[[ RECORDS SUPPLIED, beginning ]]
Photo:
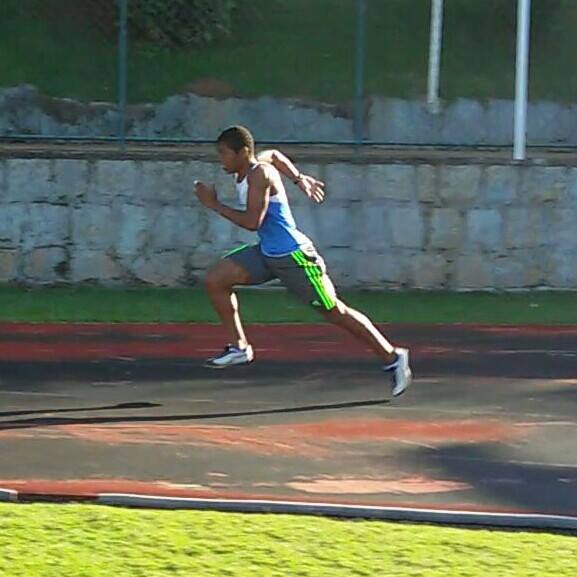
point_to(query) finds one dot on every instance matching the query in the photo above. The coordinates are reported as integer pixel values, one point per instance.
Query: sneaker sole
(212, 366)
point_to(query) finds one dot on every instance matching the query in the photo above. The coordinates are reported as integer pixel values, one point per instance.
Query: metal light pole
(522, 78)
(122, 70)
(359, 111)
(435, 47)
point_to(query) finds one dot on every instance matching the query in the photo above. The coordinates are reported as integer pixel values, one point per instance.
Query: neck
(243, 170)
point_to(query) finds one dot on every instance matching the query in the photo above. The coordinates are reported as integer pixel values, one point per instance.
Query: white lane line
(34, 393)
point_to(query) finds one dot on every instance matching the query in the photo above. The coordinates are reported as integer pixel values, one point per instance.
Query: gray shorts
(303, 272)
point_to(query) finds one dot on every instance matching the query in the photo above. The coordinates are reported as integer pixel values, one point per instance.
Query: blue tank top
(278, 233)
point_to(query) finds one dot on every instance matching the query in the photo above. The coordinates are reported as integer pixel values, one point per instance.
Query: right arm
(313, 188)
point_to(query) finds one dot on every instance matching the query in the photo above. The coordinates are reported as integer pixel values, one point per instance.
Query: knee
(214, 281)
(337, 314)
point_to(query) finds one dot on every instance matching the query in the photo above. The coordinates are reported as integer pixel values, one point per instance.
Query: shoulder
(261, 173)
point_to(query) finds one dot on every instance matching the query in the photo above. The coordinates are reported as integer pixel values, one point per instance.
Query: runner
(283, 252)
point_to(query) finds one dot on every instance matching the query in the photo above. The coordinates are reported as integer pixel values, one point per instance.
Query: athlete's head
(235, 148)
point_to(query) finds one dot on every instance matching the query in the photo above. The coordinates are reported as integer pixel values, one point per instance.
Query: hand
(313, 188)
(206, 194)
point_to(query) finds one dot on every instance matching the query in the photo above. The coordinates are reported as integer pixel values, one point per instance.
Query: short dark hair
(236, 138)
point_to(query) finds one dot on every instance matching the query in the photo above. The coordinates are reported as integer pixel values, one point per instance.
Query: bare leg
(219, 283)
(361, 327)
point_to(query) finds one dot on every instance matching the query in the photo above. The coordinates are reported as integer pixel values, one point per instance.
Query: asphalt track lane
(490, 423)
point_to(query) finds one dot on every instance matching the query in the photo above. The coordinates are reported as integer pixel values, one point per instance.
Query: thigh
(304, 274)
(252, 262)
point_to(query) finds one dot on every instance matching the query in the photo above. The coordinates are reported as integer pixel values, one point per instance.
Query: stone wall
(390, 225)
(23, 110)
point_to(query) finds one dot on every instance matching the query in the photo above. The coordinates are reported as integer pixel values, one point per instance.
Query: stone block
(544, 184)
(446, 228)
(391, 181)
(95, 265)
(160, 268)
(114, 179)
(473, 272)
(71, 178)
(427, 183)
(501, 184)
(12, 219)
(46, 265)
(523, 228)
(94, 227)
(46, 225)
(29, 180)
(429, 271)
(460, 186)
(336, 227)
(133, 229)
(9, 261)
(484, 229)
(407, 227)
(164, 182)
(345, 181)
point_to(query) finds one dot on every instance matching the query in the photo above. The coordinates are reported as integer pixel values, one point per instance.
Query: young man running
(283, 252)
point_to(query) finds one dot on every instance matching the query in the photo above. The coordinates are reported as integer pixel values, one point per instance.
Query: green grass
(86, 304)
(299, 48)
(90, 541)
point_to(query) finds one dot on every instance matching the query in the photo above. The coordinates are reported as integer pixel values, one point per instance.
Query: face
(230, 160)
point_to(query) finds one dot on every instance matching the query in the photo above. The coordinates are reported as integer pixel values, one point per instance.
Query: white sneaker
(231, 356)
(402, 374)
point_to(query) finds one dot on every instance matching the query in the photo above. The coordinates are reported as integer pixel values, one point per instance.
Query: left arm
(312, 187)
(257, 201)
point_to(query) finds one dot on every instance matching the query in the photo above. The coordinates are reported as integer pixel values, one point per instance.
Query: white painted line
(443, 516)
(8, 495)
(34, 393)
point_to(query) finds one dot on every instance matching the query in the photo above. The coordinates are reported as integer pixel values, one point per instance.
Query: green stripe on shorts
(235, 250)
(314, 274)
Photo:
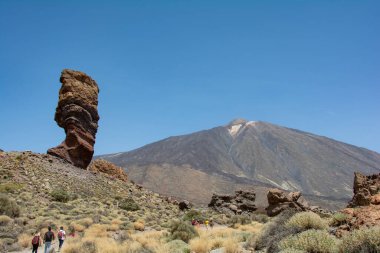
[[ RECORDS SUPPLIED, end ]]
— REQUIRED ACTION —
Set the material down exactly, images excluded.

— RESPONSE —
Photo:
point_to(query) finds one dot on every instance matching the query in the photo above. The coordinates are reported as integer pixel values, one point per instance.
Query: sneaker sole
(212, 366)
point_to(query) finds one dot on every instance matching the query in the photo above. The coordinates are reported as integer pixel values, one point per instance.
Query: metal light pole
(522, 78)
(122, 70)
(359, 111)
(435, 47)
point_to(query) finds one dot on every instance matching the query in the photo above. The coordinates are reported as integer pixel values, one point per instance.
Query: neck
(243, 170)
point_to(query) finds one dot on every instance matching the query in the photo above. The coordinates are reported as integer pixel values, one point per instance.
Query: white lane line
(34, 393)
point_to(query) finds one dot on every instance matching the query in the photo above. The coordinates are reported as integer pixel values, one point per instance.
Query: gray shorts
(303, 272)
point_to(query) finds one dot on every instance matching the query in the photo above. The coordinates are reported as integer pixel values, one point per instance.
Query: blue tank top
(278, 233)
point_to(query) finds one dot on every instance matching the query in the photo above. The coordinates are reported as integer pixel values, one point per instance.
Query: right arm
(313, 188)
point_to(query) finds one dot on every instance matching the query in the photo above. The coordinates are reported as integer pixel values, one point per instance.
Query: knee
(214, 281)
(337, 314)
point_to(query) finds one dot on every instance matching the query in the photo above. The coordinates are reported as integer pixel values, one point per instance.
Query: shoulder
(261, 173)
point_to(query) finds one dot on every instance matching the query in the photo above. The coordinates are reported as integer pixel values, one point per instance.
Query: runner
(283, 252)
point_to(query) finds one dot on every instance matching the query in the photo above. The coordinates are reported as integer pixel values, one point per instance.
Query: athlete's head
(235, 148)
point_to(query) finds one dot on every instance matching the query in the photo above. The coordinates are reported as integer pixel values, one point per instance.
Query: hand
(313, 188)
(206, 194)
point_to(query) finds one dot on every instance matching the query in the photo above. The coordinates are reported as integer pixel values, one point per instance.
Query: short dark hair
(236, 138)
point_to(query) finds one dot on every instance matching the query in the photo above. The coordinates are reported as integer pixel values, one point per instance.
Query: bare leg
(219, 283)
(361, 327)
point_to(query) finds one dot on every instance matching the query in the photo above. The coordinates are reported as integer pixel values, one point per instance.
Query: asphalt track lane
(490, 423)
point_to(query) finds one dot on every instance matching the query in the photo above. The coordinates are reported as integer pixel values, one point per instance.
Query: thigh
(304, 274)
(252, 262)
point_to(query) finds one dot on every instance matching the query in the photo above. The coordinates are reported as integer pixel values, one point per instance.
Query: stone wall
(390, 225)
(23, 110)
point_to(query) finds one dot on every instance matching the query in the photo above. The coordinates are reported as integer pixel values, one point per instance.
Query: stone block
(544, 184)
(446, 228)
(391, 181)
(95, 265)
(160, 268)
(114, 179)
(473, 272)
(71, 178)
(427, 183)
(501, 184)
(12, 219)
(46, 265)
(523, 228)
(94, 227)
(46, 225)
(29, 180)
(429, 271)
(460, 186)
(336, 227)
(133, 229)
(9, 261)
(484, 229)
(407, 227)
(164, 182)
(345, 181)
point_to(query) finds one dot on every instance matching the query in the photo above. The coordinates are reported as integer pixel values, one point per instance.
Query: young man running
(283, 252)
point_to(query) finds one dot on every instance matching the query in the photo above. The coordinates are reported as integer pixel values, one point per instance.
Query: green grass
(86, 304)
(299, 48)
(90, 541)
point_to(query) finds one dot on every instance matching the query in the photo above. The coordinates are reported as integer pixel values, one point per instance.
Query: face
(230, 160)
point_to(query) finds one dot on every instance matching the query in the photo above. The coordinates are reported as integer pixel values, one point per instance.
Query: white sneaker
(231, 356)
(402, 374)
point_to(query) finds one dot on every instance matching the query in the photo above. The coordinates are reported as integer pixel values, one point per instance.
Query: left arm
(312, 187)
(257, 201)
point_to(query) finds one dot on every instance matching the query in the photo above. The coordinates are reported as integer pixel values, one point per instance.
Query: white painted line
(443, 516)
(8, 495)
(34, 393)
point_to(query) finds one dot on every instance matching the query in the photo above. The coordinates are reported as integer pixel values, one point per instance.
Query: green stripe on shorts
(235, 250)
(314, 274)
Photo:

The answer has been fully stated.